» Aim of the task: Report how many of the lines below contain the string "sweater". Case matters, and the reply is the number alone.

» Given information:
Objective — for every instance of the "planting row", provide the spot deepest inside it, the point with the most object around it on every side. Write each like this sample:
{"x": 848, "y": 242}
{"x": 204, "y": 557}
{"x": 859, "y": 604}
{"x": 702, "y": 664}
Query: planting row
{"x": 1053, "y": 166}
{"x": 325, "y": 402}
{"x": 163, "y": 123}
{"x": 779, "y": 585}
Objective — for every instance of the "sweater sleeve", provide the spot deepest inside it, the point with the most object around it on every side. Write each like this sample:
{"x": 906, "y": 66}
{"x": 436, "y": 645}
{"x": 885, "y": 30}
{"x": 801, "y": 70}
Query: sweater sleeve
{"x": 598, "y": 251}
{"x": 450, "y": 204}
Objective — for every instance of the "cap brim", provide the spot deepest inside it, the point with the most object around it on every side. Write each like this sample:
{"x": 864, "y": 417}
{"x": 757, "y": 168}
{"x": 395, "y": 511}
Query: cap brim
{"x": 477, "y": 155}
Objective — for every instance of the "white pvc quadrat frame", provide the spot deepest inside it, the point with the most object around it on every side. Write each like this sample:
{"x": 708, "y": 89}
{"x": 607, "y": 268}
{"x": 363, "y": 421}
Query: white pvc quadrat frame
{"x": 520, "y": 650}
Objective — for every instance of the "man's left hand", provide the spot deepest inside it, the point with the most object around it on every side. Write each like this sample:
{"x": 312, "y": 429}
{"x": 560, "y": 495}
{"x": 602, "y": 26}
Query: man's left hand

==

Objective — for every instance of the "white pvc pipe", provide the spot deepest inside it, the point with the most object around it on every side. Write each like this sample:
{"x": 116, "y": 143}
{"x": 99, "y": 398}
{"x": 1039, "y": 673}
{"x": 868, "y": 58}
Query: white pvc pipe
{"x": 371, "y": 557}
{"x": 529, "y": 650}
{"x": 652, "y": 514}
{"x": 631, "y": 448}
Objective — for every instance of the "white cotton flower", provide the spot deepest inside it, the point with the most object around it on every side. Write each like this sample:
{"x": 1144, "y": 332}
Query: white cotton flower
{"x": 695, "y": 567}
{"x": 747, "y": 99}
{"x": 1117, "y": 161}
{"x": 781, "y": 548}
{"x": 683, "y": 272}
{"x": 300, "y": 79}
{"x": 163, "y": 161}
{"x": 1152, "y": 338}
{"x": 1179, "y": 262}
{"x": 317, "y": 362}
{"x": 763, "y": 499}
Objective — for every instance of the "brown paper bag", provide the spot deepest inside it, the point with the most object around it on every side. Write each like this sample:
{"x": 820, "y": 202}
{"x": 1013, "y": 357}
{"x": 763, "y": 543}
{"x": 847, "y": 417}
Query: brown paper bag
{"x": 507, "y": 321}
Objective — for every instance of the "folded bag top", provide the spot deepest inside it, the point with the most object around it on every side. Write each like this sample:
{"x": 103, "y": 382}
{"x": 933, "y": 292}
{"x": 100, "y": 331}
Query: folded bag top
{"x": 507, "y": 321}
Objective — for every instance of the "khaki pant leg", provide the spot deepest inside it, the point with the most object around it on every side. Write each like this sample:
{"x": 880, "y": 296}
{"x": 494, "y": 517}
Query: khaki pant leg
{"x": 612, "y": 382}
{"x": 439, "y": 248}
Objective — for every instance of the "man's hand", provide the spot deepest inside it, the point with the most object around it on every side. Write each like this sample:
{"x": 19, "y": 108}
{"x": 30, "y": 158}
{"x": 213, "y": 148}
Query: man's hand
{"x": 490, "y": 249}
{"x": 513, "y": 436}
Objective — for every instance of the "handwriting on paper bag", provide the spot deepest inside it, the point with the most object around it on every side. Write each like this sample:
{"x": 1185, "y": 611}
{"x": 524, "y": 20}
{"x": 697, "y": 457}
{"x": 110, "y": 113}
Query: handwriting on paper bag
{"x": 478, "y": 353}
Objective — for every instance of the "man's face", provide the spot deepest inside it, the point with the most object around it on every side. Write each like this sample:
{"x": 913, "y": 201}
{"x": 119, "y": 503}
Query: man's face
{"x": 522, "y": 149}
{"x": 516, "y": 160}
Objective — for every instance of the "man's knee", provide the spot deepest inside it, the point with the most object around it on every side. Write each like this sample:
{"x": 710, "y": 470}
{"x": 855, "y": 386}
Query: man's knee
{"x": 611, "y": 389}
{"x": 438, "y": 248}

» Completed exercise: 2